*** Opening of RECORD EXTRACTS ***

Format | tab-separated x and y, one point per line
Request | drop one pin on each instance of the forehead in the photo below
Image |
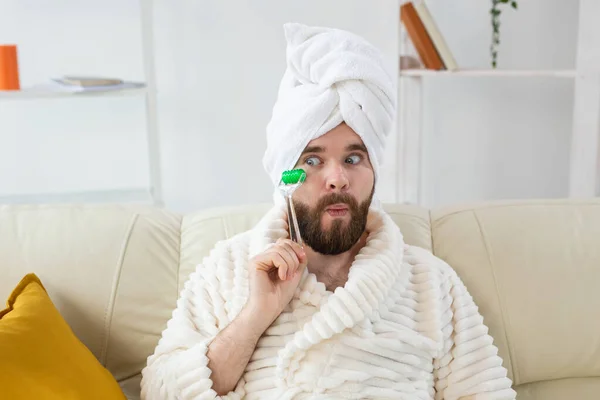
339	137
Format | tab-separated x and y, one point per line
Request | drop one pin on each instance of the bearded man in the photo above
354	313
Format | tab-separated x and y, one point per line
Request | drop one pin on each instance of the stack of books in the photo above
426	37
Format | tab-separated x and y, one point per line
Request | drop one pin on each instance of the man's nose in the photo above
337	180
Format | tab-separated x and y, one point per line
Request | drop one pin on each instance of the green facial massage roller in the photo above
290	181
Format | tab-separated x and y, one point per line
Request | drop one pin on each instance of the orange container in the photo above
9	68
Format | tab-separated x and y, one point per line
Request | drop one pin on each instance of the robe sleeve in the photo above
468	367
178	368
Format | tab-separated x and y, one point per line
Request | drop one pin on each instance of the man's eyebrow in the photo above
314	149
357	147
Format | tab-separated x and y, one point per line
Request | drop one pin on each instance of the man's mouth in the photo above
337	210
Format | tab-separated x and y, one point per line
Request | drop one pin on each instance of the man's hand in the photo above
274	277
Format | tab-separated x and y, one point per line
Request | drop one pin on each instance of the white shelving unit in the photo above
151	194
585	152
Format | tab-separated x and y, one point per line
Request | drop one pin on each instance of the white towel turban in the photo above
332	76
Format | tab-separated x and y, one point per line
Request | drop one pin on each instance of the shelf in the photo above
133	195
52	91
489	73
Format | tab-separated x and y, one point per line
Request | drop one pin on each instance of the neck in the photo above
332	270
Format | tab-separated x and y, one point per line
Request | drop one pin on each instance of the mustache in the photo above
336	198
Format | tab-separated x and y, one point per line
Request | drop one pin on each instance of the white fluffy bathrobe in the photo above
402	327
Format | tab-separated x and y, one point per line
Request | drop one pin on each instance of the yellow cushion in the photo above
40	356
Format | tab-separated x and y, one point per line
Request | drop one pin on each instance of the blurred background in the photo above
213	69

*** Close of RECORD EXTRACTS ***
*** Opening of RECORD EXTRACTS ***

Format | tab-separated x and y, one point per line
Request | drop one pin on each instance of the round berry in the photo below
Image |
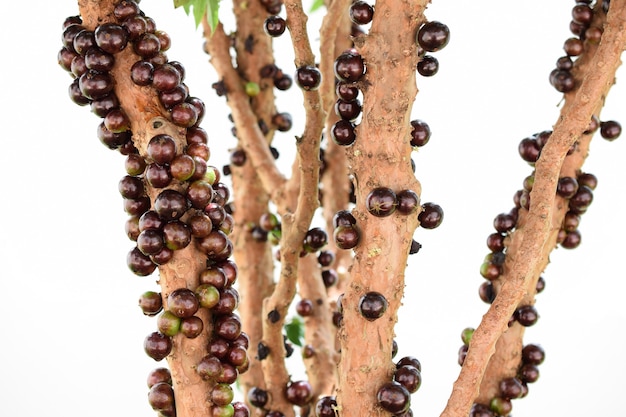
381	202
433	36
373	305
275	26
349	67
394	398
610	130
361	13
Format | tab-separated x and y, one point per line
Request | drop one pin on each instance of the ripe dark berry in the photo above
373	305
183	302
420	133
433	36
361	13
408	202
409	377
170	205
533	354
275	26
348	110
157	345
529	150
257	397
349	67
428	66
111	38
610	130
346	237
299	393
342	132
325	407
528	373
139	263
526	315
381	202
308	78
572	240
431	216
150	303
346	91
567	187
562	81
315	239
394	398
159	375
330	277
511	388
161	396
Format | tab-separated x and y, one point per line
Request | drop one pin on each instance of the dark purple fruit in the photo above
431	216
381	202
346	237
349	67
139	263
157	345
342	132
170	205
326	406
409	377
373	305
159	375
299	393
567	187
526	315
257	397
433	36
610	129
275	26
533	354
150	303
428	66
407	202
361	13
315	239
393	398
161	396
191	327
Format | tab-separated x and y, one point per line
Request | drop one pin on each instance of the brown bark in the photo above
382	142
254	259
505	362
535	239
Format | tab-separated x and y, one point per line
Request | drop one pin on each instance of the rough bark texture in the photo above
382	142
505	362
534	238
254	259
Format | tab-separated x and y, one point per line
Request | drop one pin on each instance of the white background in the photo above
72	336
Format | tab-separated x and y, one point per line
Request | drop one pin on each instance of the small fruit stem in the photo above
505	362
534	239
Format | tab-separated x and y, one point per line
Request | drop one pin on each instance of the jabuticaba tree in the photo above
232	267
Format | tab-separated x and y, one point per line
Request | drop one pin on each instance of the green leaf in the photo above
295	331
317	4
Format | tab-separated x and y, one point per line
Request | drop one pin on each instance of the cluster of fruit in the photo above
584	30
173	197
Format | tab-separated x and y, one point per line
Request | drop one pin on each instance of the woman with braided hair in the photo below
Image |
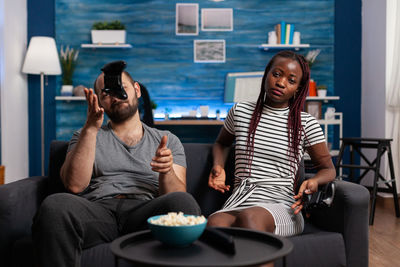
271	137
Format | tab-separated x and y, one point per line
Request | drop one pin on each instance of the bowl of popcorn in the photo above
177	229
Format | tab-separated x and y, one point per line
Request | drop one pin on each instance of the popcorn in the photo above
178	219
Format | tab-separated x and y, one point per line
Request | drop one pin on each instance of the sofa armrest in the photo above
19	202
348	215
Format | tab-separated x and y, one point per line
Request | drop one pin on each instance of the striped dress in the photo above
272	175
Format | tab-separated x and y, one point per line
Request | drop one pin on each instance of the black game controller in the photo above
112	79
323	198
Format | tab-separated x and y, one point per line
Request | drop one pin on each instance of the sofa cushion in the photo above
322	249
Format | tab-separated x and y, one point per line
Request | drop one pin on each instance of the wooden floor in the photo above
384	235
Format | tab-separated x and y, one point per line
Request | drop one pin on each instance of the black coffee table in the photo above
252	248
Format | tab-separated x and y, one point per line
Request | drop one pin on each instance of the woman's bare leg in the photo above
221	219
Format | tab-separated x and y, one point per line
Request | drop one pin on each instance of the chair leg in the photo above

*** Close of RECORD EXTRACTS ***

__ASSIGNMENT__
Would you please return all lines of the data that include the word "below"?

__TASK RESULT__
Request | drop one pin on each instance of the forehead in the photo below
Request | drop one pin on each instance of the round berry in the photo below
Request | drop one pin on each instance of the woman with braided hair in the photo below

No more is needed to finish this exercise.